Identify every line in the records below that contains the string "Target", and copy each of those lines.

** BEGIN **

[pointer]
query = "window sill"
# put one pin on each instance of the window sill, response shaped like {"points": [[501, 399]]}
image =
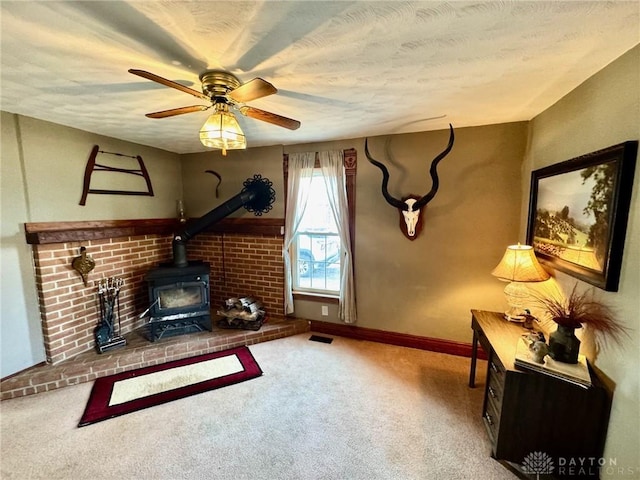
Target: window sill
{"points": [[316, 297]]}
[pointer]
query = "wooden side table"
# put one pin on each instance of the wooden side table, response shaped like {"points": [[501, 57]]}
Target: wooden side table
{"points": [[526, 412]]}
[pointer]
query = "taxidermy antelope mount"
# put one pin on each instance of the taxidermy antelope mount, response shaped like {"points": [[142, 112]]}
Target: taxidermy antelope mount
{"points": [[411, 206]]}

** END **
** BEGIN **

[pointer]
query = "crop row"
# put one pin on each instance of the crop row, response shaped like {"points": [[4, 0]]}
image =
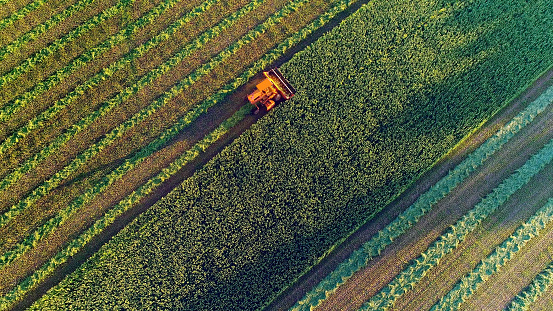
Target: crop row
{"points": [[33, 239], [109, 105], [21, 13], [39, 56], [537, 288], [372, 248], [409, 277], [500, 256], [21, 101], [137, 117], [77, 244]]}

** END **

Solution to this task:
Target: window sill
Target: wooden side table
Target: taxidermy antelope mount
Target: crop row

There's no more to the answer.